TASK INPUT
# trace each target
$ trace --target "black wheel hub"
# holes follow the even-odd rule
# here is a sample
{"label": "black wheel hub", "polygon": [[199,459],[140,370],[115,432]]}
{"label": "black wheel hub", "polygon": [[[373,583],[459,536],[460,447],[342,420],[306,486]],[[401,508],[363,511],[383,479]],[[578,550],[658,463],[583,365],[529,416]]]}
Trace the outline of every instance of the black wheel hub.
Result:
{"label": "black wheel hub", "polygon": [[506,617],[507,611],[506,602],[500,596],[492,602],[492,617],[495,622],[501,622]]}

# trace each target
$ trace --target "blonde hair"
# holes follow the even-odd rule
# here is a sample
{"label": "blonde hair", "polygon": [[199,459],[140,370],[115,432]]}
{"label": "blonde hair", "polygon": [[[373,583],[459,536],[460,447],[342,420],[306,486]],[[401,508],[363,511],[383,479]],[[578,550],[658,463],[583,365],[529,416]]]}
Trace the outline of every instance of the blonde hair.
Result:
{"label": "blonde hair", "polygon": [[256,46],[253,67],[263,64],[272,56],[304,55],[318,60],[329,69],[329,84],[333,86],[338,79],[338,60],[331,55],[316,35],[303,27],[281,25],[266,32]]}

==

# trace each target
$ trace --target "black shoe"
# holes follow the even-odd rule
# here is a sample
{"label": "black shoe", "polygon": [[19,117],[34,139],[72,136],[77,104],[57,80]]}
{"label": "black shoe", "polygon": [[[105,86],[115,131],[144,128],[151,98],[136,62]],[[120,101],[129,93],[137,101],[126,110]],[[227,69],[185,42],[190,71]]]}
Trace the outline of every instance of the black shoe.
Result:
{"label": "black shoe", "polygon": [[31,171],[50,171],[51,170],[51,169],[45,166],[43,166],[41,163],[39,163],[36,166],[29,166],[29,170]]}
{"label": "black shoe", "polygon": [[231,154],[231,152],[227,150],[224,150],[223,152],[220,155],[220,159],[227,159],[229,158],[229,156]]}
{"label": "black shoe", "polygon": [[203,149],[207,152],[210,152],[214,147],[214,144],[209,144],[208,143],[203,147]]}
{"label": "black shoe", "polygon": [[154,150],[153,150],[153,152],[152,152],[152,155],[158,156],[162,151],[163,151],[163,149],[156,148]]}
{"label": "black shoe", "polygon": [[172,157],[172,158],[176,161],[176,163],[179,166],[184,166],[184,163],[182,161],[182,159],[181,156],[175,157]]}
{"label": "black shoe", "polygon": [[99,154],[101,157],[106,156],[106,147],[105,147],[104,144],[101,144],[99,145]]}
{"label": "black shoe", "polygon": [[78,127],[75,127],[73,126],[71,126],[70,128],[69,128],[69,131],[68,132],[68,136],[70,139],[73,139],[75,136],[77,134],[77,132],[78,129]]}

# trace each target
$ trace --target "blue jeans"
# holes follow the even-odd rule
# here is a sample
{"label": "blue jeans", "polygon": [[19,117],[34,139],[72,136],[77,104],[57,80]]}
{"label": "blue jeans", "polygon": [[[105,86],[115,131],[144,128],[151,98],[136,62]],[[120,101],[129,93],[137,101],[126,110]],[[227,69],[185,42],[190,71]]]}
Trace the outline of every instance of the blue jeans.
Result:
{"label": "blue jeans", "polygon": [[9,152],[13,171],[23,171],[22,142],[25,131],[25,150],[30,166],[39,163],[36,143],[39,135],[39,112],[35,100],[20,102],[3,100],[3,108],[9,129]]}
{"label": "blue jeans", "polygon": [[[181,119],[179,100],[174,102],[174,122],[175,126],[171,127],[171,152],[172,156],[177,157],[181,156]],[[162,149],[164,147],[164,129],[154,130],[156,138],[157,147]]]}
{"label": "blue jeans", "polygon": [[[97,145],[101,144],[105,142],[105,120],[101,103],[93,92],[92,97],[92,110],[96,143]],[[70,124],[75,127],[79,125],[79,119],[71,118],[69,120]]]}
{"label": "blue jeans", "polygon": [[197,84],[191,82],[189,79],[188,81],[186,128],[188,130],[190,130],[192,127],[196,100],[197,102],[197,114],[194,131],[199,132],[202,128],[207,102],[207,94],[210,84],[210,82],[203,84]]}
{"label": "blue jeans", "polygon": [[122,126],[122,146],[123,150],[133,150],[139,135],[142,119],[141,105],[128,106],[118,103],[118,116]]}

---

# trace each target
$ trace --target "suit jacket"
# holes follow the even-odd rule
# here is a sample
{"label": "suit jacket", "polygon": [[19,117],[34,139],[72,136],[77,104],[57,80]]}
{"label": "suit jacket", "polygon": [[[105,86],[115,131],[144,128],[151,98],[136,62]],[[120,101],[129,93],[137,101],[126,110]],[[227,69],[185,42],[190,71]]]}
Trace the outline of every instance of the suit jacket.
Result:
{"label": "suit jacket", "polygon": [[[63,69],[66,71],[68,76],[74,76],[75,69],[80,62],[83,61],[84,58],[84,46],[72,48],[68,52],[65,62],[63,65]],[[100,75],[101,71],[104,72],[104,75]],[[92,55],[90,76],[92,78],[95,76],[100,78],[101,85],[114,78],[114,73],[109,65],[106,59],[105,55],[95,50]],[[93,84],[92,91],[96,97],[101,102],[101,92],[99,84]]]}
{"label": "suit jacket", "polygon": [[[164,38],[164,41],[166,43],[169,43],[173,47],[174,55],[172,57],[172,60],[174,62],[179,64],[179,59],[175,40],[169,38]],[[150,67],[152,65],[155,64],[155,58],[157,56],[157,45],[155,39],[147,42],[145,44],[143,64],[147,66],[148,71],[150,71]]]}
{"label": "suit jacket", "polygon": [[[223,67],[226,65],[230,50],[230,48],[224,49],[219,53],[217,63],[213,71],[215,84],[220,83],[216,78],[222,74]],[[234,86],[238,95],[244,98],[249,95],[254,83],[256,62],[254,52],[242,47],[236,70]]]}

BRIEF
How many lines in the records above contain the string "instance"? Reply with the number alone.

ANSWER BELOW
5